■ **Required work**
• A. In the matrix factorization code, rewrite the block beginning "if Winit is None:" more briefly. Keep its behavior the same.
• B. In the matrix factorization code, what default value does max_iter take?
• C. In the matrix factorization code, change "n_ratings" to "num_ratings" in everything from "if Winit is" down to "self.Y_data_n = self.Y_raw_data.copy()", and give that part again.

■ **Excerpt to read**
In [39]:
import pandas as pd 
import numpy as np
from sklearn.metrics.pairwise import cosine_similarity
from scipy import sparse 

class MF(object):
    """docstring for CF"""
    def __init__(self, Y_data, K, lam = 0.1, Xinit = None, Winit = None, 
                 learning_rate = 0.5, max_iter = 1000, print_every = 100, user_based = 1):
        self.Y_raw_data = Y_data
        self.K = K
        self.lam = lam
        self.learning_rate = learning_rate
        self.max_iter = max_iter
        self.print_every = print_every
        self.user_based = user_based
        # number of users and items. Remember to add 1 since id starts from 0
        self.n_users = int(np.max(Y_data[:, 0])) + 1 
        self.n_items = int(np.max(Y_data[:, 1])) + 1
        
        if Xinit is None: 
            self.X = np.random.randn(self.n_items, K)
        else:
            self.X = Xinit 
        
        if Winit is None: 
            self.W = np.random.randn(K, self.n_users)
        else: 
            self.W = Winit
            
        #self.all_users = self.Y_data[:,0] # all users (may be duplicated)
        self.n_ratings = Y_data.shape[0]
        # normalized data
        self.Y_data_n = self.Y_raw_data.copy()

    def normalize_Y(self):
        if self.user_based:
            user_col = 0
            item_col = 1
            n_objects = self.n_users
        else:
            user_col = 1
            item_col = 0 
            n_objects = self.n_items

        users = self.Y_raw_data[:, user_col] 
        self.mu = np.zeros((n_objects,))

■ **Material**
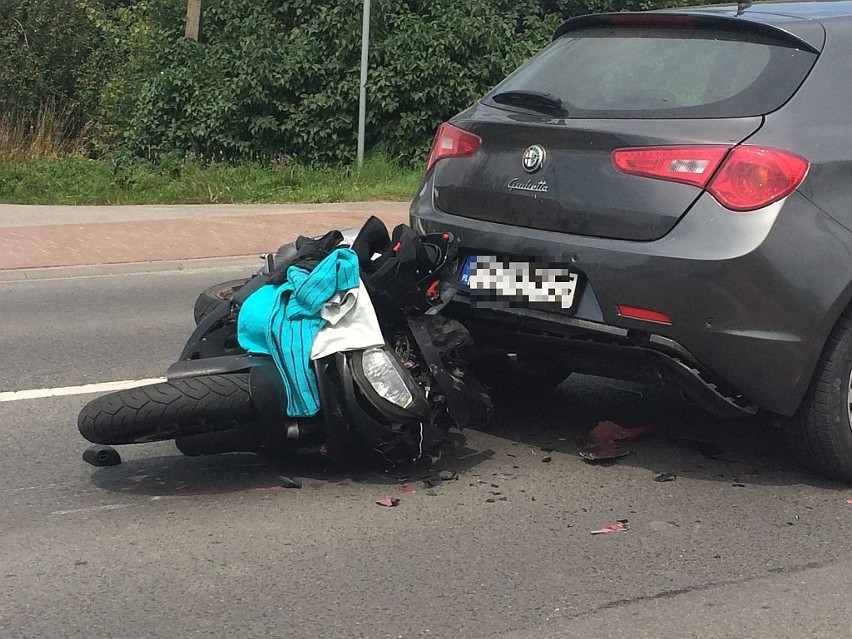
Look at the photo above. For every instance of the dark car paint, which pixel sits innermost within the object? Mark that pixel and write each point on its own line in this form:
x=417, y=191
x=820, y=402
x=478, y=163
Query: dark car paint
x=752, y=296
x=586, y=195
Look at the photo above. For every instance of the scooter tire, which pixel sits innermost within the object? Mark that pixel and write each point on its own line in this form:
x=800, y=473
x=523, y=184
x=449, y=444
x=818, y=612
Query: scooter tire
x=167, y=410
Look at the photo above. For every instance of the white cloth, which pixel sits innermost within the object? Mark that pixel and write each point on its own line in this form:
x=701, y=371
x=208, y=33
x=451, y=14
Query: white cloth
x=352, y=324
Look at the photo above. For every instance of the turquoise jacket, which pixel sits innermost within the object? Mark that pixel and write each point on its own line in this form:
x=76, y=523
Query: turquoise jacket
x=283, y=321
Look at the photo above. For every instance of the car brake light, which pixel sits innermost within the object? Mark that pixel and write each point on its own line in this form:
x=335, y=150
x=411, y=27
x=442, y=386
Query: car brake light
x=688, y=164
x=753, y=177
x=645, y=314
x=452, y=142
x=742, y=178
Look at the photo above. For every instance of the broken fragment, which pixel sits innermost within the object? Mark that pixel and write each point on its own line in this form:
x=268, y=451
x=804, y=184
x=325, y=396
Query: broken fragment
x=98, y=455
x=665, y=477
x=289, y=482
x=600, y=444
x=619, y=526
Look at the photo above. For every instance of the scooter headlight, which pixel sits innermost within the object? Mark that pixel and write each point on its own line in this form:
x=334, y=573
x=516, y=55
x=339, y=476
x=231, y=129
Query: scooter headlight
x=382, y=372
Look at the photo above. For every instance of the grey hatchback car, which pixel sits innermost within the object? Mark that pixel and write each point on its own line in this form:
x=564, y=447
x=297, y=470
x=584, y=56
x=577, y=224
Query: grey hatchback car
x=668, y=195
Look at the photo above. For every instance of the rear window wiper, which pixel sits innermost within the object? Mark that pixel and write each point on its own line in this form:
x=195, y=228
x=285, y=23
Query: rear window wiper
x=533, y=100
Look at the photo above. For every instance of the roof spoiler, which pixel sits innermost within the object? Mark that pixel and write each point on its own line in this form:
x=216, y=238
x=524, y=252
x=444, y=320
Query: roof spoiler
x=685, y=19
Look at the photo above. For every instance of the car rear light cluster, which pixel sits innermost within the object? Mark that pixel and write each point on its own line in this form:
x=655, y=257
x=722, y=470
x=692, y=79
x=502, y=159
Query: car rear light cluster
x=452, y=142
x=741, y=178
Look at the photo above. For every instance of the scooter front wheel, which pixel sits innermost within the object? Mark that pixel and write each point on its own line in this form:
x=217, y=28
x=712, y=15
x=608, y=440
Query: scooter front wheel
x=167, y=410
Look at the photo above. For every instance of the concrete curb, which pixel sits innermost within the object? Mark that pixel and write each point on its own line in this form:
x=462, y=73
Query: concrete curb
x=250, y=263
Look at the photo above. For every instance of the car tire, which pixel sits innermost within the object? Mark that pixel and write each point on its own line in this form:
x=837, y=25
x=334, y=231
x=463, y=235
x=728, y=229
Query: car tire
x=215, y=296
x=820, y=434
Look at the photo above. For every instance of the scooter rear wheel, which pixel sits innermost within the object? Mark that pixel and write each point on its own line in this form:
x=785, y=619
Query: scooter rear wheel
x=167, y=410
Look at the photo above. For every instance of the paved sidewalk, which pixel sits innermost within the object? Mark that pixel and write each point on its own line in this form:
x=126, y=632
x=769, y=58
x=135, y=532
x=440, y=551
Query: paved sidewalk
x=39, y=237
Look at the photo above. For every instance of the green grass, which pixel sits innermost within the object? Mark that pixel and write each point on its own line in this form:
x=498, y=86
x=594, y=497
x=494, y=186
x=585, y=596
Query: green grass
x=77, y=180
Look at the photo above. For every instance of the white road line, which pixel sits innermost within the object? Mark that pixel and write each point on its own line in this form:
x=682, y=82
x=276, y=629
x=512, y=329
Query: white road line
x=90, y=509
x=105, y=387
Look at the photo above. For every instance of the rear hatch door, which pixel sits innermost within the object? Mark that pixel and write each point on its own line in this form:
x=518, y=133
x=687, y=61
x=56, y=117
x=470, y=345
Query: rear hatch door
x=549, y=130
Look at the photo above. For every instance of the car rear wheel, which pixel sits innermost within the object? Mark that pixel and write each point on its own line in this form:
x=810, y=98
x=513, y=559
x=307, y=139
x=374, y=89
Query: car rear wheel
x=821, y=432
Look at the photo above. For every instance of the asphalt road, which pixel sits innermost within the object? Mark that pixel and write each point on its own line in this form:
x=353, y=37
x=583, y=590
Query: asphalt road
x=742, y=544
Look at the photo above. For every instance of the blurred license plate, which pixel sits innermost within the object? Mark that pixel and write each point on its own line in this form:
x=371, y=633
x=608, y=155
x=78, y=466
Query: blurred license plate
x=519, y=283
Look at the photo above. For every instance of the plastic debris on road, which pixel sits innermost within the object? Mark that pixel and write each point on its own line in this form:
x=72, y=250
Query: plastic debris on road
x=289, y=482
x=98, y=455
x=662, y=477
x=601, y=442
x=619, y=526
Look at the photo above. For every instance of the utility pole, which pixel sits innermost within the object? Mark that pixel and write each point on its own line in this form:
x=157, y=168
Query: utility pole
x=362, y=100
x=193, y=19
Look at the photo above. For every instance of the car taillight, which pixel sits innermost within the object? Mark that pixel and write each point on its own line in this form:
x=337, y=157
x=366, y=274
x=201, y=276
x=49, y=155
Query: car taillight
x=452, y=142
x=752, y=177
x=742, y=178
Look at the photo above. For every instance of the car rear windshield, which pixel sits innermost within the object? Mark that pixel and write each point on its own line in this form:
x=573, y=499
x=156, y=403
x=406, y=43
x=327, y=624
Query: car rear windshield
x=661, y=72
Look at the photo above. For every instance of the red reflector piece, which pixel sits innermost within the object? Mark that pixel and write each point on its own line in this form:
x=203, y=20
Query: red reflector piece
x=687, y=164
x=452, y=142
x=643, y=314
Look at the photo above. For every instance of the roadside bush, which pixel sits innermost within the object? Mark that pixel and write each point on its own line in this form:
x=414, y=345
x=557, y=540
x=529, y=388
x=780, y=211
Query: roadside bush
x=279, y=78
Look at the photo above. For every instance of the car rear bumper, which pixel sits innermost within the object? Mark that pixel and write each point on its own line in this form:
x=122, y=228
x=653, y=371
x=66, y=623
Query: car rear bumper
x=751, y=296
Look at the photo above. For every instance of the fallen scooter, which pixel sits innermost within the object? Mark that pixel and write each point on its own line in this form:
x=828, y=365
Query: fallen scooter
x=391, y=402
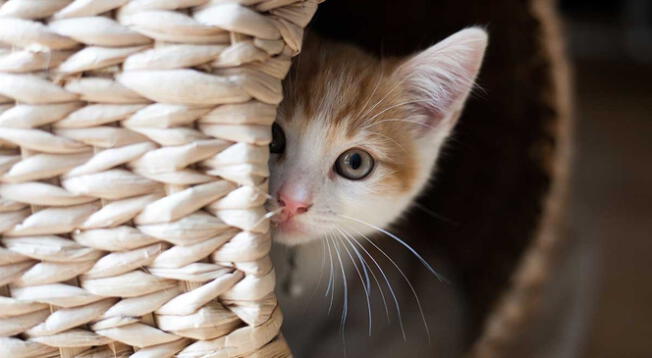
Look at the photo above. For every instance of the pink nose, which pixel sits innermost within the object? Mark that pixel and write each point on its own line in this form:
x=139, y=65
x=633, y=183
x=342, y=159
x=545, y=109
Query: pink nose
x=291, y=207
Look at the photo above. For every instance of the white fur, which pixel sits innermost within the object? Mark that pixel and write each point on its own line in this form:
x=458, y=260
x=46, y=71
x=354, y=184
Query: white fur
x=443, y=75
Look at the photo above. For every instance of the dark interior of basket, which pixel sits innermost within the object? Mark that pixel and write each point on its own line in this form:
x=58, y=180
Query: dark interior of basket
x=494, y=176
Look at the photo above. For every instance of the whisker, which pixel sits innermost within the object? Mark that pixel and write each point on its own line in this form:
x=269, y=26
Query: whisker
x=401, y=120
x=331, y=279
x=389, y=285
x=321, y=275
x=382, y=99
x=400, y=241
x=365, y=288
x=375, y=88
x=435, y=215
x=414, y=292
x=345, y=307
x=368, y=269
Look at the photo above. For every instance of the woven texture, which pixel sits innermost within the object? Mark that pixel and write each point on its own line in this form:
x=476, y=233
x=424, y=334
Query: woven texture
x=133, y=166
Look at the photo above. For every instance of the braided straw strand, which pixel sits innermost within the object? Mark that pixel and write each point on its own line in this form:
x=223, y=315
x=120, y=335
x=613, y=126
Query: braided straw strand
x=133, y=173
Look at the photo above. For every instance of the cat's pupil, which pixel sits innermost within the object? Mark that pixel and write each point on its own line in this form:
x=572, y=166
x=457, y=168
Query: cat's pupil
x=355, y=161
x=354, y=164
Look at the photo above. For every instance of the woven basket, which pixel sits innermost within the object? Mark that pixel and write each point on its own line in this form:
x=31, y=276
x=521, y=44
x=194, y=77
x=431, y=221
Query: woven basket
x=133, y=166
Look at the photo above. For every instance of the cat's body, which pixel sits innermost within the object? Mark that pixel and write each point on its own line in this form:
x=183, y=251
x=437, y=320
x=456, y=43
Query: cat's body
x=356, y=141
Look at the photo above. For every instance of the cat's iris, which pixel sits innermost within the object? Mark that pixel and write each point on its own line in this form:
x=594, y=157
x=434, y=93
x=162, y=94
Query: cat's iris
x=277, y=145
x=354, y=164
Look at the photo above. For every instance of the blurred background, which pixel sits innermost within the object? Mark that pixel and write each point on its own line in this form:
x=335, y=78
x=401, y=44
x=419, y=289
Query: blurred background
x=610, y=44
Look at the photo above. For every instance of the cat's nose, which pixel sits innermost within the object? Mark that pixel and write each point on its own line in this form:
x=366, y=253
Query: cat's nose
x=291, y=206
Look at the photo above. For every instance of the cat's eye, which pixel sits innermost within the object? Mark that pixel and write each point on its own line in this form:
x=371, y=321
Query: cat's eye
x=354, y=164
x=278, y=140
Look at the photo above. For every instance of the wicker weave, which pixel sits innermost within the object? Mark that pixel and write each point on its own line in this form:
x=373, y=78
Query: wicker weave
x=133, y=165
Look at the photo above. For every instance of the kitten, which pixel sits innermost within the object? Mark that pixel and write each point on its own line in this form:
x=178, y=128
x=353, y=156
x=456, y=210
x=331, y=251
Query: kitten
x=356, y=141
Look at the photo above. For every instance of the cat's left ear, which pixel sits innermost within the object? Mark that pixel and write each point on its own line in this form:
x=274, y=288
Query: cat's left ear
x=440, y=78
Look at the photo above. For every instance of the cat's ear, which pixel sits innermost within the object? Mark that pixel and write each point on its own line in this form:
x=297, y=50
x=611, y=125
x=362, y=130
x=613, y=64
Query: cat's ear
x=440, y=78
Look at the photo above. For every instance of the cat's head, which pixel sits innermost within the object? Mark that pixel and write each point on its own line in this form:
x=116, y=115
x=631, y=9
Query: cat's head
x=357, y=138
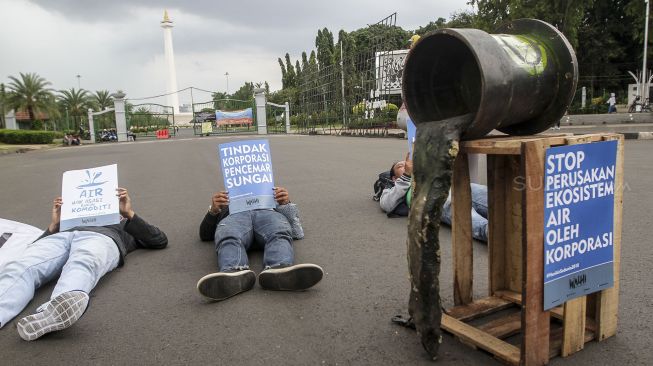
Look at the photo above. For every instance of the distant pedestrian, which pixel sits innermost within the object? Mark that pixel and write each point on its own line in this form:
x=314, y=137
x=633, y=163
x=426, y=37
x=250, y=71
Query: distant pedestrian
x=612, y=104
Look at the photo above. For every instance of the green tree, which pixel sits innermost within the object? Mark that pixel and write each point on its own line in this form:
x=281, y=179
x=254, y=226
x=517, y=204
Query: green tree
x=290, y=72
x=245, y=92
x=31, y=92
x=284, y=74
x=101, y=99
x=77, y=102
x=432, y=26
x=325, y=48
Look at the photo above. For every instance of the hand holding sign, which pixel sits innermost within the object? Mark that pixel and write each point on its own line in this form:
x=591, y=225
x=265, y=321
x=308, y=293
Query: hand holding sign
x=125, y=203
x=408, y=166
x=281, y=195
x=56, y=215
x=219, y=201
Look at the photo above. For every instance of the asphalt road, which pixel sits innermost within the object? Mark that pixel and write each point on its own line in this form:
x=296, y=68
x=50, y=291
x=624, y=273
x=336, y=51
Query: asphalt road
x=149, y=312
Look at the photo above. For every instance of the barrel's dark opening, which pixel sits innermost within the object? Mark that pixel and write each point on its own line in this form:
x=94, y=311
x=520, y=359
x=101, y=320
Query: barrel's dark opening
x=442, y=79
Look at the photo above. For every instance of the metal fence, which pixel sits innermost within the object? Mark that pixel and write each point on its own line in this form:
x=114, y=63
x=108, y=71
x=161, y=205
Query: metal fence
x=144, y=120
x=360, y=95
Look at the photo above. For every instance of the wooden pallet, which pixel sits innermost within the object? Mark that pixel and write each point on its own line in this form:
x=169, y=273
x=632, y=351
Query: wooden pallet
x=516, y=263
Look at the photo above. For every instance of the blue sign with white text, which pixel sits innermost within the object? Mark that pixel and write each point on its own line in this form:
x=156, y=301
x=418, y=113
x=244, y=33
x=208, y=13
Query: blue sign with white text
x=247, y=172
x=579, y=186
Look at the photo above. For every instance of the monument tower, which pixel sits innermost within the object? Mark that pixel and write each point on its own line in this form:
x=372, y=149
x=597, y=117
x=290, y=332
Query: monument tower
x=171, y=82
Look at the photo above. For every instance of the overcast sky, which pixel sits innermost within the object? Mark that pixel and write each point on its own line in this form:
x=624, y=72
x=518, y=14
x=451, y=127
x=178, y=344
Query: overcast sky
x=118, y=44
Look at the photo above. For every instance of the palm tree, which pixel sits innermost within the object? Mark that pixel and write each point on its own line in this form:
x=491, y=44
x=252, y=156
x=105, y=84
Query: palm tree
x=101, y=100
x=76, y=101
x=31, y=92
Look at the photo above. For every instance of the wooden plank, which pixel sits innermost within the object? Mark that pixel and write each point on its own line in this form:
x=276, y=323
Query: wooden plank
x=511, y=296
x=509, y=145
x=573, y=334
x=503, y=327
x=500, y=349
x=555, y=341
x=607, y=304
x=479, y=308
x=556, y=312
x=461, y=232
x=496, y=233
x=513, y=187
x=535, y=321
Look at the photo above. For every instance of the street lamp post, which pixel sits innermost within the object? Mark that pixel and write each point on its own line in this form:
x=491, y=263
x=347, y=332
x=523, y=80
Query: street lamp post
x=644, y=92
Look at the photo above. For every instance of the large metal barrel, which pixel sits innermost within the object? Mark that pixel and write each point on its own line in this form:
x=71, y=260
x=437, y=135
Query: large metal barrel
x=519, y=81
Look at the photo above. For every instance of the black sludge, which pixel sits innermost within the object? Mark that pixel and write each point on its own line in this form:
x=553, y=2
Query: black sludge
x=436, y=149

■ **Completed exercise**
• A. self.W = np.random.randn(K, self.n_users) if Winit is None else Winit

• B. 1000

• C.
if Winit is None: 
            self.W = np.random.randn(K, self.n_users)
        else: 
            self.W = Winit
            
        #self.all_users = self.Y_data[:,0] # all users (may be duplicated)
        self.num_ratings = Y_data.shape[0]
        # normalized data
        self.Y_data_n = self.Y_raw_data.copy()